Entries follow. Return each line that contains the word "little".

Records for this task section start

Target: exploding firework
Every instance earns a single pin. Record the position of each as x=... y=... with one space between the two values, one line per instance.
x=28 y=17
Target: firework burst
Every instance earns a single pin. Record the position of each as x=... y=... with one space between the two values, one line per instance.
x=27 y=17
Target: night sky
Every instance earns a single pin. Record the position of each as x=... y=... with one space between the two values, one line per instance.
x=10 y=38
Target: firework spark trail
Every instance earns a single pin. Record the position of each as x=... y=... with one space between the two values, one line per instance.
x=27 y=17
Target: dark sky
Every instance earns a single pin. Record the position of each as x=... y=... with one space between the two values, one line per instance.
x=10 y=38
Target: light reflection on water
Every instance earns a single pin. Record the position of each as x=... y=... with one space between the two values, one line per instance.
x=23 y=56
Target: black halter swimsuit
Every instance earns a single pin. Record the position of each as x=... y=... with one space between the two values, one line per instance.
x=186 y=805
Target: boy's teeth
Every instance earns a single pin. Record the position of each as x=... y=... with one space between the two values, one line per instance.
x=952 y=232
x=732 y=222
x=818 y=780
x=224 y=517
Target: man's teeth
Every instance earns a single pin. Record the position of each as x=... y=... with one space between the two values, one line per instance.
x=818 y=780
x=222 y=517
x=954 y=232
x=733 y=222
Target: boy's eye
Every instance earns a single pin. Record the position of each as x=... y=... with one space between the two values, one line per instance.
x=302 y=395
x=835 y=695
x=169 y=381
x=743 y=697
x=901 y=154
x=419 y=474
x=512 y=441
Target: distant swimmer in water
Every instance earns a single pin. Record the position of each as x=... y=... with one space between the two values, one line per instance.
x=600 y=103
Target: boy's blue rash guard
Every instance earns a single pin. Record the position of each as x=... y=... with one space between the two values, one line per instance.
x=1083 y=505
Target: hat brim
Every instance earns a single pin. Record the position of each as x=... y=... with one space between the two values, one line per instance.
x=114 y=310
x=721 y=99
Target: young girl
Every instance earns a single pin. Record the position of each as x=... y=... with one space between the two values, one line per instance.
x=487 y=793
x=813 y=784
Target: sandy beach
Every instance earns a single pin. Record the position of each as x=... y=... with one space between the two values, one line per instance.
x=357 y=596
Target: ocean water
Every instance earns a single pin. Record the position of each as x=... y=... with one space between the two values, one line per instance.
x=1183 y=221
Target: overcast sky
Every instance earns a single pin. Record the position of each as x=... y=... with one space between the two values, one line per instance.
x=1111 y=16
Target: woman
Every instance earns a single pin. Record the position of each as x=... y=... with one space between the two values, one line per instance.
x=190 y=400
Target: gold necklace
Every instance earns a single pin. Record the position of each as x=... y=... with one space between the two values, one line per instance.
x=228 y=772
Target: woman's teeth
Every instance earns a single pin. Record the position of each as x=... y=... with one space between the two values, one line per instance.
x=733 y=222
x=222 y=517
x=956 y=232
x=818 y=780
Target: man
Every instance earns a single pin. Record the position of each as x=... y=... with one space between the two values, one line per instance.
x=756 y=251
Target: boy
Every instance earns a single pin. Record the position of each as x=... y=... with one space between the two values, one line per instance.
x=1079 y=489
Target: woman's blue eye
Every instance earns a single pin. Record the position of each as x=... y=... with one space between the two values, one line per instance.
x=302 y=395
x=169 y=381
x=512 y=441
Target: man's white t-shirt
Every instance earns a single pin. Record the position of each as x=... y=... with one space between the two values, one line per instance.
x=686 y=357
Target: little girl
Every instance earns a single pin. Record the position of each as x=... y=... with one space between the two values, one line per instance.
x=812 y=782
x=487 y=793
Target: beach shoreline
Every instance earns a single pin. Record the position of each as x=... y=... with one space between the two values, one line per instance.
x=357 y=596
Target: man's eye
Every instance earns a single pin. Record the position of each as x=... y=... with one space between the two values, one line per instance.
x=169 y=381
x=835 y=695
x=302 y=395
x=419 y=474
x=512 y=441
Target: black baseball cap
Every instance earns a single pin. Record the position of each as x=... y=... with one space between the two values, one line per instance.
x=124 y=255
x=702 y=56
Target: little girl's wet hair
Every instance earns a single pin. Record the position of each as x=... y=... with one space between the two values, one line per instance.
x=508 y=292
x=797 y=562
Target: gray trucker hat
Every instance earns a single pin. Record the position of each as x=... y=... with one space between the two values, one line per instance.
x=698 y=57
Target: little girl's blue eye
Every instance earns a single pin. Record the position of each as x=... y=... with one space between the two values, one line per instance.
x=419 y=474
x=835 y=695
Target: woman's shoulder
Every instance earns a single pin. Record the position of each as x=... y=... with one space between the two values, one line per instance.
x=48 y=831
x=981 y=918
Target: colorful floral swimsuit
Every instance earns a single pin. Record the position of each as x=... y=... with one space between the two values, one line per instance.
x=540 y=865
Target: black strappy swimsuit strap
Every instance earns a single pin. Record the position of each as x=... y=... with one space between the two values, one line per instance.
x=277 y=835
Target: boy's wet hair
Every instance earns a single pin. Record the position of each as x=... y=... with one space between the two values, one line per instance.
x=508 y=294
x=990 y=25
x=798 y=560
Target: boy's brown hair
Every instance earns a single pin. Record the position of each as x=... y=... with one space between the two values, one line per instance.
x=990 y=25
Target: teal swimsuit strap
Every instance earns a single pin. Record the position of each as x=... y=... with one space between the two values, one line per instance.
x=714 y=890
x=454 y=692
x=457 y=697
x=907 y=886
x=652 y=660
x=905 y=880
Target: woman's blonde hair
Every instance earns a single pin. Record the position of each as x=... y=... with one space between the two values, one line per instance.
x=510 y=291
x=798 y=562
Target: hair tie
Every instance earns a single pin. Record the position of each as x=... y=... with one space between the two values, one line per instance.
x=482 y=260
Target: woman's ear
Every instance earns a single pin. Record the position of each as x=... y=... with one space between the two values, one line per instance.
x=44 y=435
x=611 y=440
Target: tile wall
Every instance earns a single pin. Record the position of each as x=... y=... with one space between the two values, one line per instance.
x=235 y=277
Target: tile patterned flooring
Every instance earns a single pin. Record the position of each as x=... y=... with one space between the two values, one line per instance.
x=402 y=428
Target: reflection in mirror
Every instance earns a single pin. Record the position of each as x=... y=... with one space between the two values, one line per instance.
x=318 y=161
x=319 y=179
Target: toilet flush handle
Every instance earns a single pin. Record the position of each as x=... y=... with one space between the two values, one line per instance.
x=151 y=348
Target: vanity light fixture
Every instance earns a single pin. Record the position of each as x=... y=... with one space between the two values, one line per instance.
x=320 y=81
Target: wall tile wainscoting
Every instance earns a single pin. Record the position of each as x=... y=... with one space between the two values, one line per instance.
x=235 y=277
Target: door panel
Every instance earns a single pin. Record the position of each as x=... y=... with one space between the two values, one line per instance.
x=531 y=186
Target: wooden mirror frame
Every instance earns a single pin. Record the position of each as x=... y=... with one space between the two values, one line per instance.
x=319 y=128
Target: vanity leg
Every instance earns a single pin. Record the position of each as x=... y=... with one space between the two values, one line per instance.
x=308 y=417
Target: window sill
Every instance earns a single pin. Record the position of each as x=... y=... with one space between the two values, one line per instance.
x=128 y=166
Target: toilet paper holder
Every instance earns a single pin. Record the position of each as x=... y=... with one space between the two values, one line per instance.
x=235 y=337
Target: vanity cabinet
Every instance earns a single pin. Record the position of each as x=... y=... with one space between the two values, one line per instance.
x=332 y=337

Records for this task section end

- Solution for this task:
Target: little girl
Target: little girl's wet hair
Target: little girl's blue eye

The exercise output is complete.